AIM OF THE TASK
In the records below, locate the line containing "Can you find the vehicle"; output that line and every following line through the last, exactly.

____ MATERIAL FOR THIS EXERCISE

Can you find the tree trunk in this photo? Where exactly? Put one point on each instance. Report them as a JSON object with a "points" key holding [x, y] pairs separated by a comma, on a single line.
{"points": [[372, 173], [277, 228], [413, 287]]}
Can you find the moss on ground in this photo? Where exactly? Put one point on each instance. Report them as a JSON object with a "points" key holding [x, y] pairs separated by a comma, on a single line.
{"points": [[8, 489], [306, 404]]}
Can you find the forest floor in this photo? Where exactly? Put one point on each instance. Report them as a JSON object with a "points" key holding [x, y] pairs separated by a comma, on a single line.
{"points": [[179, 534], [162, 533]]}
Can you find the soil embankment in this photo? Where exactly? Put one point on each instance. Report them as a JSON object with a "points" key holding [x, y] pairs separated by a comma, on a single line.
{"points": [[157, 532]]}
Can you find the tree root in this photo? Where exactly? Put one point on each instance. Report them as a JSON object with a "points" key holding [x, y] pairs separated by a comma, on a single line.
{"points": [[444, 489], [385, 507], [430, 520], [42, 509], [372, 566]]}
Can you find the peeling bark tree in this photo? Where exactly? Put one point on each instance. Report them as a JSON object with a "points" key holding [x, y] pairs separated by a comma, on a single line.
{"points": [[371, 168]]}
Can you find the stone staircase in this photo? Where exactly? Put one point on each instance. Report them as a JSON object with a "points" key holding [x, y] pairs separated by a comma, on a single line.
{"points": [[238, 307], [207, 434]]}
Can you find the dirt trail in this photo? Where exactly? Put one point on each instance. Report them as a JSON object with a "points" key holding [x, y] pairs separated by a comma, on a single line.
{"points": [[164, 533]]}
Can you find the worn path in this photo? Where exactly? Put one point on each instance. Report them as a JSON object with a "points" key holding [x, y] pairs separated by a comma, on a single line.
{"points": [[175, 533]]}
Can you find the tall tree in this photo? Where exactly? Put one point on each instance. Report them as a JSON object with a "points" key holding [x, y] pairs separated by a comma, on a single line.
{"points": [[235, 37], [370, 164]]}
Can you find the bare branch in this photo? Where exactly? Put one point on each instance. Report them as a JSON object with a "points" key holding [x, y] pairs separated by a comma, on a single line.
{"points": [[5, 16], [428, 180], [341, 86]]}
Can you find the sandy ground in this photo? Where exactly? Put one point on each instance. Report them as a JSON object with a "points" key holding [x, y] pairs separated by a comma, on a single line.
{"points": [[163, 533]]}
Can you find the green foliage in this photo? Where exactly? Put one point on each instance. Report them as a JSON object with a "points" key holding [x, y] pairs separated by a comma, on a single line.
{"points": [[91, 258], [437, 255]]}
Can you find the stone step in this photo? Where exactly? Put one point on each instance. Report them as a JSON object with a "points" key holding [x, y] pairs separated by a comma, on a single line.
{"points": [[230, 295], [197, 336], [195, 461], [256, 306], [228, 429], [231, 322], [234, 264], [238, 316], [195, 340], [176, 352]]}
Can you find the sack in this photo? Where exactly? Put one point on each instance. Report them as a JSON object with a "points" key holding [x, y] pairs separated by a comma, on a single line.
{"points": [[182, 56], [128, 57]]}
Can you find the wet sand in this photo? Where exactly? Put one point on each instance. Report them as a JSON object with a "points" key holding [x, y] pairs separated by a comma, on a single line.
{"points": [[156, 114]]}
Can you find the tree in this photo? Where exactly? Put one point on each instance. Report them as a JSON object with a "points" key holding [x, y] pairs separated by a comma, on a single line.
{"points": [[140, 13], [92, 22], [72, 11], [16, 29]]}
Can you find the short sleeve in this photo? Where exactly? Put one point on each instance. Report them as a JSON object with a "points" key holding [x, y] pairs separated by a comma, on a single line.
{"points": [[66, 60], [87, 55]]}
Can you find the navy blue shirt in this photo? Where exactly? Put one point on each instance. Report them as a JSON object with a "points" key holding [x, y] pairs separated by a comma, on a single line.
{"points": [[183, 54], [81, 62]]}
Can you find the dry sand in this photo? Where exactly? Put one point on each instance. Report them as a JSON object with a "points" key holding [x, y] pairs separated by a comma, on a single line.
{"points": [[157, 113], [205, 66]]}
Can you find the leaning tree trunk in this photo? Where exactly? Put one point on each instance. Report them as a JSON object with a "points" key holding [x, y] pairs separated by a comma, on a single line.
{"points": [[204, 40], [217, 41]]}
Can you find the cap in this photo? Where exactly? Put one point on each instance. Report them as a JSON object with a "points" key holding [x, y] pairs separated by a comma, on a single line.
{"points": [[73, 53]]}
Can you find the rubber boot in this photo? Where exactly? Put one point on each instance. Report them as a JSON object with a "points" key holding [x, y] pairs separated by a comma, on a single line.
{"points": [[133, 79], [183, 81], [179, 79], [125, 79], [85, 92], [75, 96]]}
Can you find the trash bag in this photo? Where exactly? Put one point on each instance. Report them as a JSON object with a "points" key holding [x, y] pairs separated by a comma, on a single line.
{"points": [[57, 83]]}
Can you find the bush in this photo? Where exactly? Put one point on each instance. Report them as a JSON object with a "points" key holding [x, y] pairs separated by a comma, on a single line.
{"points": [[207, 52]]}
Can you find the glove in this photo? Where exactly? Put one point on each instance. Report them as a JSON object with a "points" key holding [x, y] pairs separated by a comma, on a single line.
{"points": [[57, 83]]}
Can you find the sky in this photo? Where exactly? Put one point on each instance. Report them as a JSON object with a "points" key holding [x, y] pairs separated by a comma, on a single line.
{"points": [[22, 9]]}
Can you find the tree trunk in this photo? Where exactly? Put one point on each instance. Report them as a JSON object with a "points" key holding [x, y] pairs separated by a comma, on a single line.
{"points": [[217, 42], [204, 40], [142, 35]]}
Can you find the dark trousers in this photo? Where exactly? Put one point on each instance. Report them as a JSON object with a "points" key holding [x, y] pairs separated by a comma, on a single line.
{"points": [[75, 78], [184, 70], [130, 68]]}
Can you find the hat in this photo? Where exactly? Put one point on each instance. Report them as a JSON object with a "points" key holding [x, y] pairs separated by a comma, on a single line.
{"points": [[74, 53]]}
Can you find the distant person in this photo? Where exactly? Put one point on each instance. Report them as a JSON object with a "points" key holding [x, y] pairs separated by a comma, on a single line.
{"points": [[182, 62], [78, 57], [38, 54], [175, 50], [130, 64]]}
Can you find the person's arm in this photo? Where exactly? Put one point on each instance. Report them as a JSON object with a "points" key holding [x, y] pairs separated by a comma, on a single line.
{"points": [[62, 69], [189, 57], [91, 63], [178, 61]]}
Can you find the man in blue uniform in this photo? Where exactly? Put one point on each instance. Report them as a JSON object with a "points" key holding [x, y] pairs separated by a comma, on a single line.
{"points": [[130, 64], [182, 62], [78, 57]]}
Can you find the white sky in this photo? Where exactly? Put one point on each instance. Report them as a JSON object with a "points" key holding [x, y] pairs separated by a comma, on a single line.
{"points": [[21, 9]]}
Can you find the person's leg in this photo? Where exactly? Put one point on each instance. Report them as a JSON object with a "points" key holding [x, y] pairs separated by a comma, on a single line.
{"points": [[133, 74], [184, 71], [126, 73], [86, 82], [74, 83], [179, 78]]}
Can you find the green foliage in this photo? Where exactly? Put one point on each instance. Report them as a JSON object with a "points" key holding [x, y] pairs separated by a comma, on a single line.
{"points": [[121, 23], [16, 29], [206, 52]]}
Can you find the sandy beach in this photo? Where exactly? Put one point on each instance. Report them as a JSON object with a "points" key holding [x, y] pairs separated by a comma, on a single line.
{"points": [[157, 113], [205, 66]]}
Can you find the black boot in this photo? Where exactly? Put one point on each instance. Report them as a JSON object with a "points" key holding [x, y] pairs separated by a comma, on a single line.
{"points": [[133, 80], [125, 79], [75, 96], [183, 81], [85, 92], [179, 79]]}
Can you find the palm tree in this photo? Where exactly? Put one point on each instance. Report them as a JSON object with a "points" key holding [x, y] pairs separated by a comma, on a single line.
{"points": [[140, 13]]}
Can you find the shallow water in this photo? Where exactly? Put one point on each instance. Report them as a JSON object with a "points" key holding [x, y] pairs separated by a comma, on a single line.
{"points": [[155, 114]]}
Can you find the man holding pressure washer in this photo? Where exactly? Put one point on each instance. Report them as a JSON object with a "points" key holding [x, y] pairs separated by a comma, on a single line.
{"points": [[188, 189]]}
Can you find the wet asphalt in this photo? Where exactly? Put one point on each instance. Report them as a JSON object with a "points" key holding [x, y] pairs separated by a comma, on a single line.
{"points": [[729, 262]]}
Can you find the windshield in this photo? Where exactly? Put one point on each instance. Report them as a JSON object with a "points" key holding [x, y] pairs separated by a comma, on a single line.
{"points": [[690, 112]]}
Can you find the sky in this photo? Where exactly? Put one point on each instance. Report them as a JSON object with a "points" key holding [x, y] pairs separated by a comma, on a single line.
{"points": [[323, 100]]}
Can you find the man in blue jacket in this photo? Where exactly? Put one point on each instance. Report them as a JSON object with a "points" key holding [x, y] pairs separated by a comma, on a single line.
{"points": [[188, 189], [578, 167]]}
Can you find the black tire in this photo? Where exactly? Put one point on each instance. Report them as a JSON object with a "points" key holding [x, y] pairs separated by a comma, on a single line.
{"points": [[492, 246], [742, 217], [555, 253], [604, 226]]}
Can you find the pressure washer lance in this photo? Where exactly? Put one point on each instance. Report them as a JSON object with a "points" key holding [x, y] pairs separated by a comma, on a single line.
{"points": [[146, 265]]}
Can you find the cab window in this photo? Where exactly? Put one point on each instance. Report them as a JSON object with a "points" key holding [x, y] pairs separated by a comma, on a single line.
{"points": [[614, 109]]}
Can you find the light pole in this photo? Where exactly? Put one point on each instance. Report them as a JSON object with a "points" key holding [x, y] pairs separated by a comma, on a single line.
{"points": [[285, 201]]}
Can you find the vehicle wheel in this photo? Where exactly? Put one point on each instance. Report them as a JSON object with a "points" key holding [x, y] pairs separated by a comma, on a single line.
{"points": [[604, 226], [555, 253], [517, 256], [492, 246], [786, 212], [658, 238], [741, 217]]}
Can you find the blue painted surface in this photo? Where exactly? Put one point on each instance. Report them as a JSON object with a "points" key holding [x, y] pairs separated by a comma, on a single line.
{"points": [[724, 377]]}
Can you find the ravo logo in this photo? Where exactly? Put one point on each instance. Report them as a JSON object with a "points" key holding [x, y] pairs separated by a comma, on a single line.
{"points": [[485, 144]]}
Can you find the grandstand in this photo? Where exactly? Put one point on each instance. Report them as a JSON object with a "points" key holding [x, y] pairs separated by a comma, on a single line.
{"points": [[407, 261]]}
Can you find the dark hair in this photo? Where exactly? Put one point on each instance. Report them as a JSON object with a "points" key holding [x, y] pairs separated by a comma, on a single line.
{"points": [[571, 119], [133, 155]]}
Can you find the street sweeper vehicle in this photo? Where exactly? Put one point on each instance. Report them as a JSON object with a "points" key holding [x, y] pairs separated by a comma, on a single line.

________

RIGHT ANSWER
Can you find the vehicle wheel in this photo? Where exactly? Put one point on each instance. Report them as a JSON object with a "points" key holding [x, y] pairs separated by a comma, on a single line.
{"points": [[604, 226], [555, 253], [517, 256], [492, 246], [786, 212], [658, 238], [741, 217]]}
Can you find the blue painted surface in this photo? Where exactly? Put one point on each instance. Report them as a JSON object with a "points" key holding [x, y] pairs separated by a comma, on a single line.
{"points": [[724, 377]]}
Can you find the ravo logo in this photo? Where exactly? Put one point on each instance. Report them as a JSON object with a "points" key holding [x, y] pairs separated by a comma, on a single line.
{"points": [[485, 144]]}
Can you find the grandstand in this photo? Where exactly? Put one point on each instance. Report them as a JSON object with a "points" key holding [x, y] pairs separated by a comma, on a single line.
{"points": [[407, 261]]}
Can you find the dark hair in this photo? Where exactly? Put one point on each instance. Report them as a JSON object with a "points" key holding [x, y] pairs separated by a comma, on a single line.
{"points": [[571, 119], [133, 155]]}
Can you find the street sweeper vehicle in this photo? Where exactly? Put one point on each instance. Report them as a JSON object with a "points" key holding [x, y] pairs separated by a comma, on a single line.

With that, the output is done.